Source records
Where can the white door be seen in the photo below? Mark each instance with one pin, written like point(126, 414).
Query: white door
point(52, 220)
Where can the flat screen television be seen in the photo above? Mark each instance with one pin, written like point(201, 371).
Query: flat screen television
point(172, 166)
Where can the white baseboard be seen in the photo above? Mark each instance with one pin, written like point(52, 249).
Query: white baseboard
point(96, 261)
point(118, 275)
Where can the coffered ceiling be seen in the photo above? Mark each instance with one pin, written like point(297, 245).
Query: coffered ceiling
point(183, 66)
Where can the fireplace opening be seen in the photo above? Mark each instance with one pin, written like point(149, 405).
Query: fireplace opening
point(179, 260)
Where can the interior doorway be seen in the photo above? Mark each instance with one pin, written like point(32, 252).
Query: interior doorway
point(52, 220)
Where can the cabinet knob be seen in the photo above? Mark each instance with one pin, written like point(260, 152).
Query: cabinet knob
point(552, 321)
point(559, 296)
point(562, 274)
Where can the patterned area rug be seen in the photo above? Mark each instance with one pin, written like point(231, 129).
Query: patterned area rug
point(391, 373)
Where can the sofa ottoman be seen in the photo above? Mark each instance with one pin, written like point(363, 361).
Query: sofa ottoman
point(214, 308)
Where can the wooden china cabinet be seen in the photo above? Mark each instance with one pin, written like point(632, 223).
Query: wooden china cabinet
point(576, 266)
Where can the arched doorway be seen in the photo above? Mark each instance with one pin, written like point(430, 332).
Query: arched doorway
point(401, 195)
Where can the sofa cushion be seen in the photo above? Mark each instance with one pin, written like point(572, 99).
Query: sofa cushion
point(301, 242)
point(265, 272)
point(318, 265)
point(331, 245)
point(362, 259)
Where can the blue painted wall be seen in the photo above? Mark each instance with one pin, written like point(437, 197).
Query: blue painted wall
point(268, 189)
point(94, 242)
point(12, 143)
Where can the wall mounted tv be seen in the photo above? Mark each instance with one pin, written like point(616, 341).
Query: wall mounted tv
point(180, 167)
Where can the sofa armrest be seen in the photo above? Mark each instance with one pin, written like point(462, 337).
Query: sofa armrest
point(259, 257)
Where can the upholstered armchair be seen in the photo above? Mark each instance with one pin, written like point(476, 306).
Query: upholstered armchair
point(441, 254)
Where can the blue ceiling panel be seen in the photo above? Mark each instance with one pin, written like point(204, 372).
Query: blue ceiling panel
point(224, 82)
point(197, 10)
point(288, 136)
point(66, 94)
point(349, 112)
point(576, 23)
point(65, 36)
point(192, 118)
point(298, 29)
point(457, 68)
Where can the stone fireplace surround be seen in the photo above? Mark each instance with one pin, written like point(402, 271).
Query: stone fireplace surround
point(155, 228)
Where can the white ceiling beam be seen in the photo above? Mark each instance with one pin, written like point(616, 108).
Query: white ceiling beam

§ WRITTEN INSTRUCTION
Put the lines of the entries above into a numbered list, leaving out blank lines, starting at the first line and ending at the line that contains "point(118, 275)".

§ IN RESPONSE
1. Where can the white door be seen in the photo below? Mark each instance with one pin, written like point(126, 414).
2. Query: white door
3. point(52, 220)
4. Where can the flat screen television be seen in the photo above? Mark each instance with one pin, written like point(201, 371).
5. Query: flat screen television
6. point(172, 166)
7. Where can the white baseboard be seen in the photo above? Mark each instance with one pin, written like point(52, 249).
8. Query: white baseboard
9. point(96, 261)
10. point(118, 275)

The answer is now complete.